▸ **TASK INSTRUCTIONS**: Return the line containing "Scan for distant hill in the frame." and every line after it through the end of the entries below, with no other lines.

--- RECORDED INFORMATION Enclosed Below ---

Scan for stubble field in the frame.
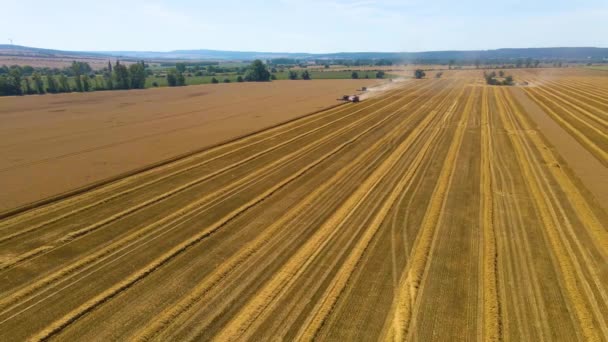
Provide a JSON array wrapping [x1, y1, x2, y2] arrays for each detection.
[[0, 79, 378, 211], [0, 70, 606, 341]]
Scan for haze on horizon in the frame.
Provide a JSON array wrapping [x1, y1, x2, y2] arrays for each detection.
[[2, 0, 607, 53]]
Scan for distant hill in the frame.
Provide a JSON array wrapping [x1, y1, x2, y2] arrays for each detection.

--- End of Enclosed RECORDED INFORMATION ---

▸ **REPLY**:
Scan for distant hill in the frame.
Provide a JSON array wrapping [x1, y1, x2, y2] arrays for each detection.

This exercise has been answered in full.